> **Exercise prompt**: In the data below, find every line with the word "shirt" and copy it out.

** Opening Stored data block **

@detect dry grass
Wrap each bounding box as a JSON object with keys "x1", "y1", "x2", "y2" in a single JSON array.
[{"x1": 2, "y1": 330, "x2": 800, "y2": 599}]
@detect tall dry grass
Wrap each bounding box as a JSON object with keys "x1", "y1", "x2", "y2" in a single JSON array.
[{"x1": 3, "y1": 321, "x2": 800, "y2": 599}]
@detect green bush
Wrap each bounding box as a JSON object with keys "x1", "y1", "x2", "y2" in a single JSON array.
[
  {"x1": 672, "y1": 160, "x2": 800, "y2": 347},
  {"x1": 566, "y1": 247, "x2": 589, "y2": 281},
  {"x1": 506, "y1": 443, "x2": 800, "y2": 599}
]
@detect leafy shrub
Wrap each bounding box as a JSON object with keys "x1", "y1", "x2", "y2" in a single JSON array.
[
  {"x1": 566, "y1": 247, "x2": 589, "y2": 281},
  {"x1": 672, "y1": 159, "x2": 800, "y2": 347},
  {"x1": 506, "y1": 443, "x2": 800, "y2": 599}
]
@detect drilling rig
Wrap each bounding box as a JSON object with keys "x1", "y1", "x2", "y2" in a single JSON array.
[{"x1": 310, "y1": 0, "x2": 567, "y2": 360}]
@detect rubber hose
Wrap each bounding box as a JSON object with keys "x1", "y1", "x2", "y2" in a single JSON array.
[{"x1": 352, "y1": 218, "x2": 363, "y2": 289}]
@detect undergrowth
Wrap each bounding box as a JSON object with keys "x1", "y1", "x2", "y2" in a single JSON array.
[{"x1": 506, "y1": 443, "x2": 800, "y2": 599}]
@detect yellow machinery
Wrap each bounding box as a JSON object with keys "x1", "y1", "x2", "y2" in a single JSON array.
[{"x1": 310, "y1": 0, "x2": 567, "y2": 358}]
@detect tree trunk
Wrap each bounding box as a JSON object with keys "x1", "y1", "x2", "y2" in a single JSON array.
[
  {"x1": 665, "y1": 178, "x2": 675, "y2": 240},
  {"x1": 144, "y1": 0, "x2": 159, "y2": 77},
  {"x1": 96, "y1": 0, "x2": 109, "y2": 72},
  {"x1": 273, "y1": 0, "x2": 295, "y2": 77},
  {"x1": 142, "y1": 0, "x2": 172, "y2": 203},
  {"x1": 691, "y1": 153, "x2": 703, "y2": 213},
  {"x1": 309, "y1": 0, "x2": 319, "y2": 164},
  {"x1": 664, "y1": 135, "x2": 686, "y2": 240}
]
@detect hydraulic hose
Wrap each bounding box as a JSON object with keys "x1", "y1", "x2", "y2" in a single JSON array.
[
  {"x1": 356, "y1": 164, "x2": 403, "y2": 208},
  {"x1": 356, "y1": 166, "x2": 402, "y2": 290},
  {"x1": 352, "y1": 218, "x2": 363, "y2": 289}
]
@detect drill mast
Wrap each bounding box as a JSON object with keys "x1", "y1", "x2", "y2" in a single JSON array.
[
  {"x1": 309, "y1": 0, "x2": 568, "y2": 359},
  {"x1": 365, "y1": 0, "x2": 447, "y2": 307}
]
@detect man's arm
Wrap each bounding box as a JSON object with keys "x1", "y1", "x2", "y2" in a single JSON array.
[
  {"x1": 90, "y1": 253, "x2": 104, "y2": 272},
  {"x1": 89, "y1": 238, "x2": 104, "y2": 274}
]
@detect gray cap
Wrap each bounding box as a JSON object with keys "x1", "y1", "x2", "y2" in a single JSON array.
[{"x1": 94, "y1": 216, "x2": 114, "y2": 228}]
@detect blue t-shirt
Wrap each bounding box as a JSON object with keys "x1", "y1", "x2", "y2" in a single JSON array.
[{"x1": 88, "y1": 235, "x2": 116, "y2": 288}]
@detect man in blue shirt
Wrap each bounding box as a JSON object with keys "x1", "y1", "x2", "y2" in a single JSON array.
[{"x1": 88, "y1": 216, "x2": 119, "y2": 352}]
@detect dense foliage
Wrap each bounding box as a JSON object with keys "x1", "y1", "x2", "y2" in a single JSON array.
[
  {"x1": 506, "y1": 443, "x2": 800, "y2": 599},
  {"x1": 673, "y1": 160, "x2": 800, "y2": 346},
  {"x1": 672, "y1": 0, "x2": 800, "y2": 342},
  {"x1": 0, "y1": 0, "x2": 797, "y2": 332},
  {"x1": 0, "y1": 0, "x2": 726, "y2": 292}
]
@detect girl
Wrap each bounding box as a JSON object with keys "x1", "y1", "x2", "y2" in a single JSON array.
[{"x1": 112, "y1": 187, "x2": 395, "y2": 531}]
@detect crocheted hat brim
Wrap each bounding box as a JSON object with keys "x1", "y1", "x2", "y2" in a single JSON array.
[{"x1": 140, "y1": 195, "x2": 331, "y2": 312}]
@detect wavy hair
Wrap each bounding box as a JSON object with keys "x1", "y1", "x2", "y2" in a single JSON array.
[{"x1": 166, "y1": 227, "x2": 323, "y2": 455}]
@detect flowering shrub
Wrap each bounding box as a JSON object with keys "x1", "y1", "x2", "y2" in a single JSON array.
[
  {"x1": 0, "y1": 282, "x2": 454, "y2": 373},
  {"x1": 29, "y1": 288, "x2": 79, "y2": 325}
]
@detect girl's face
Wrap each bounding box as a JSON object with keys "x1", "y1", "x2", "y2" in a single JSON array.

** Closing Stored data block **

> **Completed exercise**:
@detect blue t-shirt
@detect man in blue shirt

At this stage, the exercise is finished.